#### [INSTRUCTIONS FOR THE TASK]
Copy out exactly the lines below that run from the one holding "the photo below." to the one holding "Target: stone relief carving", keeping both of those lines and no others.

#### [WORKING DATA]
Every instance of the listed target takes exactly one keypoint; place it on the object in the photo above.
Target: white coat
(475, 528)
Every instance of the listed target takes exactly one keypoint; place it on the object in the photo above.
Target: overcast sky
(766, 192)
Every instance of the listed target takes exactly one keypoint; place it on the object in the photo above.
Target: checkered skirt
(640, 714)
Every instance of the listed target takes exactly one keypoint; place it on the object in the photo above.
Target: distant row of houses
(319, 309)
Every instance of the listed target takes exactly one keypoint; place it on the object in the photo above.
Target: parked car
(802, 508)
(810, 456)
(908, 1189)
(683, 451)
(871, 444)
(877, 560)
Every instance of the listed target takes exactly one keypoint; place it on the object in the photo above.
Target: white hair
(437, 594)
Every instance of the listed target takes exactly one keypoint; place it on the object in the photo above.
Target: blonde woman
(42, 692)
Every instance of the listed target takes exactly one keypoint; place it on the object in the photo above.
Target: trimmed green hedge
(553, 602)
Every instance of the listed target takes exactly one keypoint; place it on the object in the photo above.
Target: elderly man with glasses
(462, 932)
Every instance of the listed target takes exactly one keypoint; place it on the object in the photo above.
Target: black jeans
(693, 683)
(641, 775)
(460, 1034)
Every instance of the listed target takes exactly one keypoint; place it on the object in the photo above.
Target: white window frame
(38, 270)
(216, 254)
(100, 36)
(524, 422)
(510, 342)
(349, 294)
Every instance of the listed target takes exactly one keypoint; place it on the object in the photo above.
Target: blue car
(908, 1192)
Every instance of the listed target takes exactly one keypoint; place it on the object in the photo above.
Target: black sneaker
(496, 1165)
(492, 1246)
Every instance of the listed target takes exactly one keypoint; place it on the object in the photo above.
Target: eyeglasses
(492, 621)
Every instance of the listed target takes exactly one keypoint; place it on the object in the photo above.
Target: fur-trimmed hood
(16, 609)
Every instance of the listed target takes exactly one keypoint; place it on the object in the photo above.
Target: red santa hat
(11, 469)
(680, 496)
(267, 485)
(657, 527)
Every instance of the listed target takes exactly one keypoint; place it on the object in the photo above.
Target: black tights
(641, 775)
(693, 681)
==
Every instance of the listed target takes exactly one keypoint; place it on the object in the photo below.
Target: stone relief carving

#### [OUTPUT FOR THIS EXERCISE]
Every instance of the listed target takes exactly one keypoint; place it on the object in the photo below.
Target: stone relief carving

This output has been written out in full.